### PASSAGE TO READ
By Terrell Smith

How to Develop an Evangelistic Lifestyle

Does evangelism fit in your life like the sections in Time magazine? Time has a section for economics, for the world, for sports, for education, and for religion. Nothing actually ties or integrates these different sections with each other, except the cover and the staples.

A Christian’s life can be like that, consisting of different sections to put things into with little integration between the sections.

We often think about evangelism as a section of life that doesn’t fit in too well with other sections such as our education or job. Unless it fits into the religion pages of a Christian’s life, it’s not appropriate. Evangelism becomes something done at a particular time, but not at a time set aside for something else. We try to turn it on and off like a light bulb. Jesus says, “You are the light of the world,” and the answer we give is, “Yes, if and when I decide to be. I’ll be the salt of the earth every Friday because that’s InterVarsity day.” That is nonsense. Evangelism, if it’s to be Biblical, must be a lifestyle.

In 2 Corinthians 4-6, Paul defines evangelism. In short, evangelism is an honest, open statement of the truth that Jesus is Lord, given in the power of God, to please him, controlled by the love of Christ, to persuade people, through love, to be reconciled to God. The word evangelize means to proclaim the gospel, or to spread the good news.

[Records excerpted from a collection]

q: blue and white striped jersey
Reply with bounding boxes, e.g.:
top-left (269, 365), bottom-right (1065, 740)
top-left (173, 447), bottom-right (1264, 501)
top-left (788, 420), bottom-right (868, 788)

...

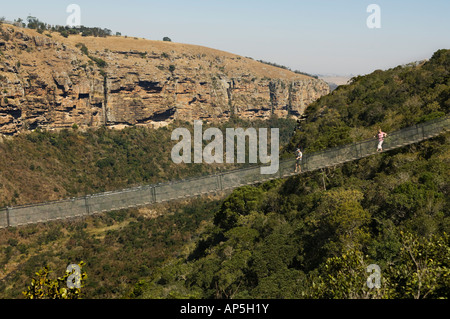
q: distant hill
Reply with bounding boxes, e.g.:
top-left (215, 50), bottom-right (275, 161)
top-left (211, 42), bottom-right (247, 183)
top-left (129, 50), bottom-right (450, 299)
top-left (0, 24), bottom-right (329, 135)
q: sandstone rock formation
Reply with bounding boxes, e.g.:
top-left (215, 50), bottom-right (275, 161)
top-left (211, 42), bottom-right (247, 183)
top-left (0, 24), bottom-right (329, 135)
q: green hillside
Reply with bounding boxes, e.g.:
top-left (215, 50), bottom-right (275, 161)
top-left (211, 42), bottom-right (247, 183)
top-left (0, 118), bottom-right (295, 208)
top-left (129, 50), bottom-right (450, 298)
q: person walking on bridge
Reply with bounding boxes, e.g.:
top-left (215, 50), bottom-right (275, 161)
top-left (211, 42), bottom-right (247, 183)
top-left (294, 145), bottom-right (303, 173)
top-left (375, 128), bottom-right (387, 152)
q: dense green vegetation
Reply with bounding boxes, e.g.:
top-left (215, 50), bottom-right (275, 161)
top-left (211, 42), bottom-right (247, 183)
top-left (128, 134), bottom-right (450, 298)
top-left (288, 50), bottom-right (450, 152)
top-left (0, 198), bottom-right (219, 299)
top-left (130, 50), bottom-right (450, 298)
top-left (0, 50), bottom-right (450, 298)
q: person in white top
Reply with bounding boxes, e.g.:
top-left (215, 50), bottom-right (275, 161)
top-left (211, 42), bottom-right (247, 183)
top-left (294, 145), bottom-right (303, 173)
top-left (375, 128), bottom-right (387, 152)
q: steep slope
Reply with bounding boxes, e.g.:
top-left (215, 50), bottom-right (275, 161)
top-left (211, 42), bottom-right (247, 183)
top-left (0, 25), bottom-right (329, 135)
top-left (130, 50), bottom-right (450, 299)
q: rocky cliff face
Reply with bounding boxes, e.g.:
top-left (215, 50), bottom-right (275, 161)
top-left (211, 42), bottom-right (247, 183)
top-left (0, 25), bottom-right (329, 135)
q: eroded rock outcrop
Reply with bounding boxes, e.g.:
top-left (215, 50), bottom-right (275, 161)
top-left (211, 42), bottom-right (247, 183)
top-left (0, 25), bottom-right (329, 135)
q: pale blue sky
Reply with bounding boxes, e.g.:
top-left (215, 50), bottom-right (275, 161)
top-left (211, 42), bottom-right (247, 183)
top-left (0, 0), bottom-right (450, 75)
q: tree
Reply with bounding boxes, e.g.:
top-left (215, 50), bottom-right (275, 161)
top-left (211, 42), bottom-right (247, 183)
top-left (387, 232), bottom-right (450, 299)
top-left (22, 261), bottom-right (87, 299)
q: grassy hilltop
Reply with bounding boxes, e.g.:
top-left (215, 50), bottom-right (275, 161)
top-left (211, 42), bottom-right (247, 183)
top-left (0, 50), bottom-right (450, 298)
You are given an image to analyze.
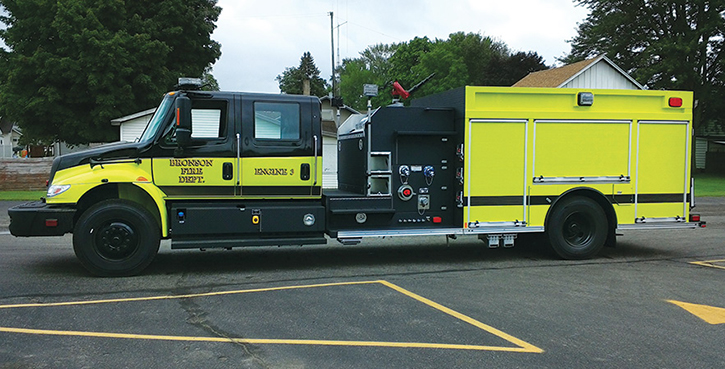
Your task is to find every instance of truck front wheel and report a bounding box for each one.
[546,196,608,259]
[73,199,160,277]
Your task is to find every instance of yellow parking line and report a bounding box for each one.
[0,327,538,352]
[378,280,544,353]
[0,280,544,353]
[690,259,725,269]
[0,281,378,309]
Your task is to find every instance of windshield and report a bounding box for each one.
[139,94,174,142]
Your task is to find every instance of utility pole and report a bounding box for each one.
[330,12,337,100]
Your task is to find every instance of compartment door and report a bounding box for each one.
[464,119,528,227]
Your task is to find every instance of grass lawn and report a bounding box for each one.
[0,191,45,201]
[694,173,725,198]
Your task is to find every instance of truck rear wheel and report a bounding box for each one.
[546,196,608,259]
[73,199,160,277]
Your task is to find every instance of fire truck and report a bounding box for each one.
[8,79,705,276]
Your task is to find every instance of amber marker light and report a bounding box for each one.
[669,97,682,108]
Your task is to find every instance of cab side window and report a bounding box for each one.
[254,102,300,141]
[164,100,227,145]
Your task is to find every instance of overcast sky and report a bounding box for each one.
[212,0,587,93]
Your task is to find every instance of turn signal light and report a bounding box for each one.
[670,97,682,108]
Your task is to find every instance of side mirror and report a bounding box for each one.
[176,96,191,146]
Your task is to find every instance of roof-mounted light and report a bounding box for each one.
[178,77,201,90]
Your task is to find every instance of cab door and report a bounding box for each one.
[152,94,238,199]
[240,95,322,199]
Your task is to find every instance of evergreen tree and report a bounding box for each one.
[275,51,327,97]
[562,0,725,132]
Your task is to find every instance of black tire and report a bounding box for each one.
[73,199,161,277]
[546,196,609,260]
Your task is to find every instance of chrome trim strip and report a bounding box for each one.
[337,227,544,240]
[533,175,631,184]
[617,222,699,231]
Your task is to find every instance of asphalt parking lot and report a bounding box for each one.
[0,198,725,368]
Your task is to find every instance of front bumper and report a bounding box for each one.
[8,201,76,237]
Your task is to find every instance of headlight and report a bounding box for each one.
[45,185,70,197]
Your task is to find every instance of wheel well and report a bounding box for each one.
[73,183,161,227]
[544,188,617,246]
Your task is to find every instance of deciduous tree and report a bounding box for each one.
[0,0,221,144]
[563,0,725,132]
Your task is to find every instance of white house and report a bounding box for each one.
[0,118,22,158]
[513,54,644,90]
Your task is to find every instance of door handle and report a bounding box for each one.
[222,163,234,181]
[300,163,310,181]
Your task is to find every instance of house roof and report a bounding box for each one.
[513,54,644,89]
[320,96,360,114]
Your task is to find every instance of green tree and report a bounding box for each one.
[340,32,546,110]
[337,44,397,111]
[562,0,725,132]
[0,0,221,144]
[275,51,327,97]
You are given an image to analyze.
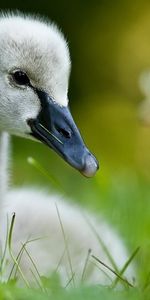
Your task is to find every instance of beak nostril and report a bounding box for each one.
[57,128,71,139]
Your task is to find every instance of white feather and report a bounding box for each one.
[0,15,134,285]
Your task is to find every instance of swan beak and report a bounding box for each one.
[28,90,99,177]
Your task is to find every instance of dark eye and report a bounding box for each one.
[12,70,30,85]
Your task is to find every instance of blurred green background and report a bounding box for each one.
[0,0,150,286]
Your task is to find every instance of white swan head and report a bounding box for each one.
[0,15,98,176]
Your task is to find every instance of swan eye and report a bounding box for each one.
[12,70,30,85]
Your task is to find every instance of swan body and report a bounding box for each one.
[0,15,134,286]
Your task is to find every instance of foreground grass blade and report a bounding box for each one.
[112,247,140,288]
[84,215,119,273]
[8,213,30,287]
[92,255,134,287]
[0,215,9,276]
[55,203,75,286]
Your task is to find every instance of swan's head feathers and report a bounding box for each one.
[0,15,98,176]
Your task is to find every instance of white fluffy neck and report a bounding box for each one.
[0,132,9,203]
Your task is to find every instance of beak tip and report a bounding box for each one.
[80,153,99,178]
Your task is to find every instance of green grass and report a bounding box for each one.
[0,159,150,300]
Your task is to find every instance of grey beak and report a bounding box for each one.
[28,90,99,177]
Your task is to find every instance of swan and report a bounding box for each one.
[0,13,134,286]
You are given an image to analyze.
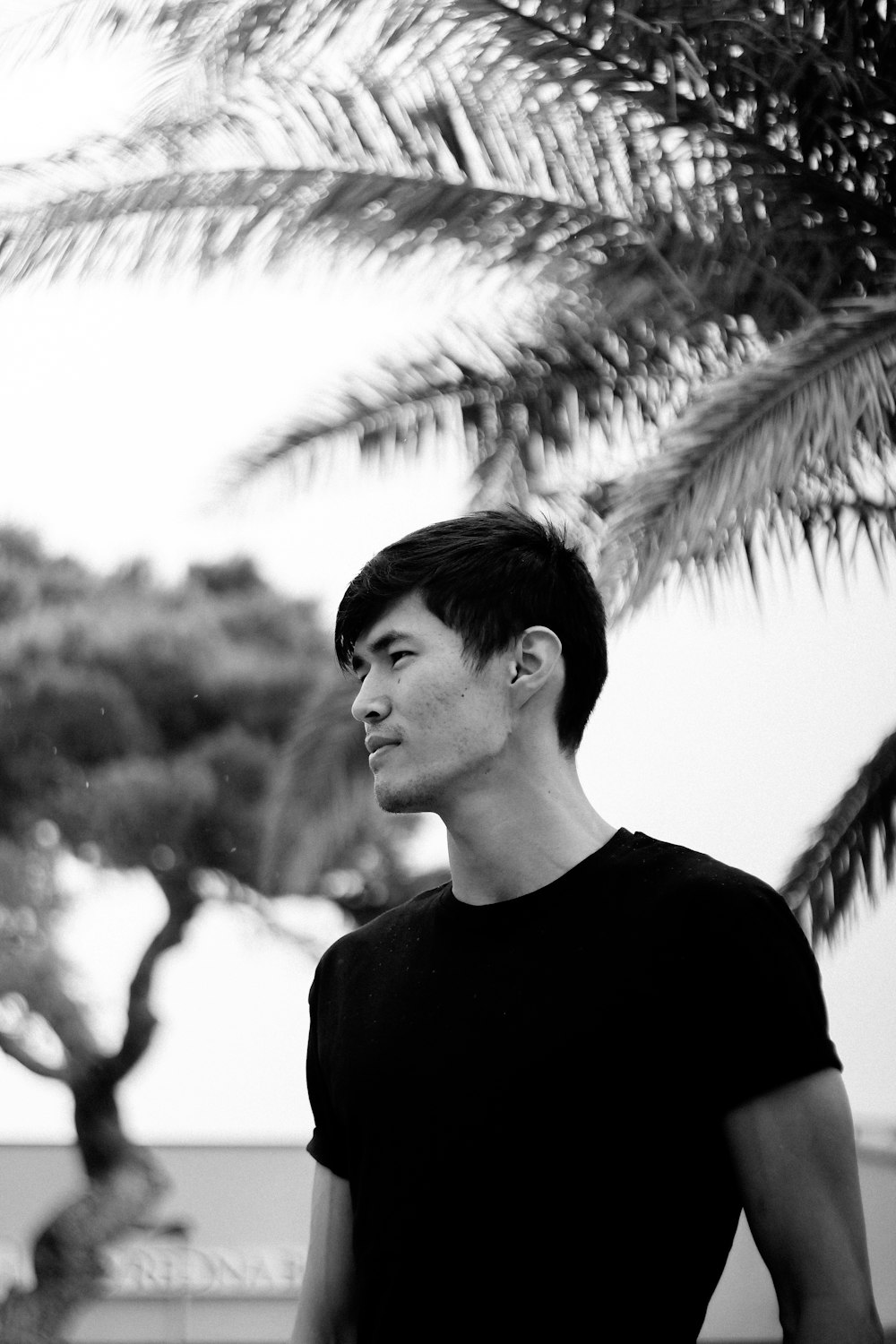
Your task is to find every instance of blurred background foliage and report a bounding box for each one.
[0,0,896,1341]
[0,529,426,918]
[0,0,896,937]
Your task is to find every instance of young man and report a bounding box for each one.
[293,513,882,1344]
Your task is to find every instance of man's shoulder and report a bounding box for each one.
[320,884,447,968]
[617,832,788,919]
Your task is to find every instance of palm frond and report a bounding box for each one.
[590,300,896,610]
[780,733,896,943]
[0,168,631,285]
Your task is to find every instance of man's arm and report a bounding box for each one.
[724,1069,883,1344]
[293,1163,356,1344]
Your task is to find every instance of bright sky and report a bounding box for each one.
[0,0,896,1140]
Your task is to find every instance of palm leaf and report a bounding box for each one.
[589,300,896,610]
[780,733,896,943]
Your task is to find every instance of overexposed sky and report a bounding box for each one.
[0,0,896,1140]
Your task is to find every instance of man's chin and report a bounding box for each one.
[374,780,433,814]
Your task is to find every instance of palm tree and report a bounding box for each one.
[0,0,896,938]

* * *

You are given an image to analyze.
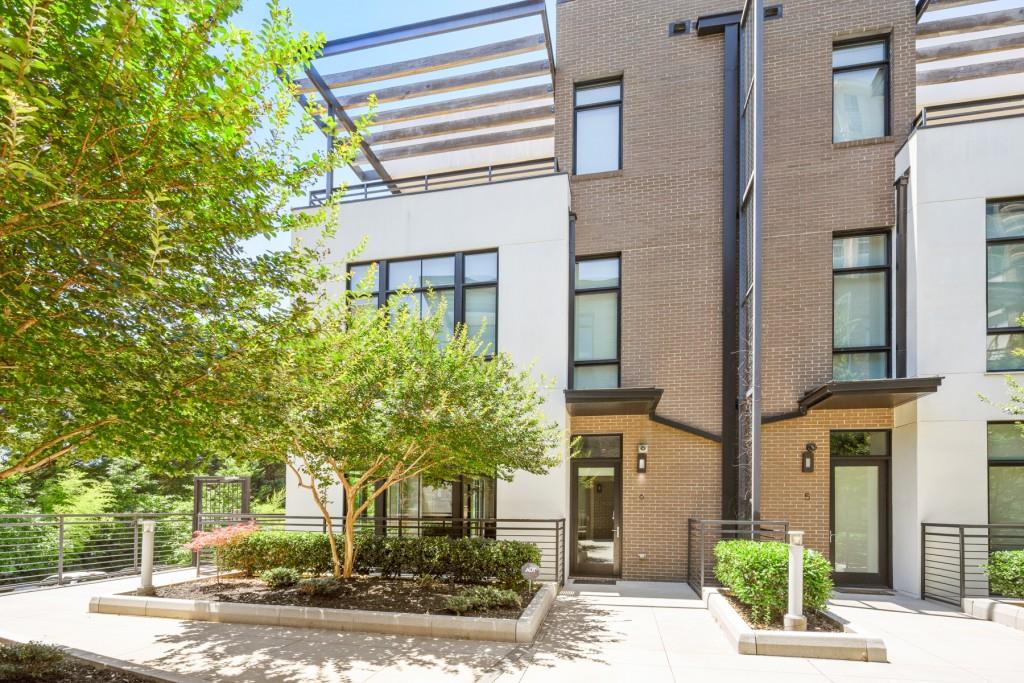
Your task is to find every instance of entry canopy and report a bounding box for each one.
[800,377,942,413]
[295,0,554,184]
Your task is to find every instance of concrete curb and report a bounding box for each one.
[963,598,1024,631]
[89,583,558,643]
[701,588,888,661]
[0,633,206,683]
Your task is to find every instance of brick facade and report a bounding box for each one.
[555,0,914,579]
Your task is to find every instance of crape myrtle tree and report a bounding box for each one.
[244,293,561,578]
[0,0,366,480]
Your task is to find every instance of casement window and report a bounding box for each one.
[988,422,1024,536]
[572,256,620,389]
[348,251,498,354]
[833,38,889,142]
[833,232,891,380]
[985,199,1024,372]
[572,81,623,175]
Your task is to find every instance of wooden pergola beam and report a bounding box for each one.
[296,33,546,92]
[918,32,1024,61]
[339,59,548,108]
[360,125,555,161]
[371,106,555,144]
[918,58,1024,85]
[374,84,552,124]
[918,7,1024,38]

### TASK SET
**A.** List the sections of Time magazine named in the article on an evangelistic lifestyle.
**B.** Carry on the article on an evangelistic lifestyle, picking up after its final sentence.

### RESULTS FOR THE EXERCISE
**A.** economics, the world, sports, education, religion

**B.**
What Evangelism Is Not

There are four things that evangelism is not. First of all, evangelism is not defined by positive response. The essence of our role in evangelism is not to make converts - that’s God’s work. Our job is to faithfully proclaim the message. God’s job is to do convicting and regeneration, to bring those spiritually dead into new life. Christians are to spread God’s commandment to repent, to warn of judgment, and to tell of God’s salvation through Jesus Christ’s death and resurrection (Acts 17:30-31).

When Paul preached in Athens he received many responses. Some mocked, saying, “This guy is crazy.” Others said, “Very interesting, we’ll hear you again sometime.” A third group joined themselves to Paul - they believed.

When evangelizing, we should expect different responses. It cannot be said that Paul was not evangelizing because some mocked him or because some didn’t believe. If people laugh at us and say, “You’re really weird,” we dare not say that we therefore haven’t been doing evangelism. It may be fair to ask whether our evangelism is biblical if we see no fruit. But evangelism is not defined in terms of converts.

Second, evangelism is not deceitful. Paul says in 1 Thessalonians 2:3, “Our appeal does not spring from error or uncleanness, nor is it made with guile.” And he also says, “We have renounced disgraceful, underhanded ways; we refuse to practice cunning” (2 Corinthians 4:2).

I wonder how many Christians, myself included, are guilty of inviting non-Christian friends to a Christian meeting where the gospel is going to be preached, but conveniently forget to tell them that. Then once they’re there and a captive audience the gospel is dumped on them.

Are we guilty of tricking people by sponsoring a lecture and giving it such a vague name that nobody is ever going to figure out that it’s Christian until he has been sucked into it? Or do we approach people under some other pretense when our real intention is to confront them with a holy God who loves them? God doesn’t need these little tricks. He doesn’t need anyone to lure people and then grab them when they can’t get away. God works in people’s hearts. When we are honest, when we are open, God will draw people to Himself.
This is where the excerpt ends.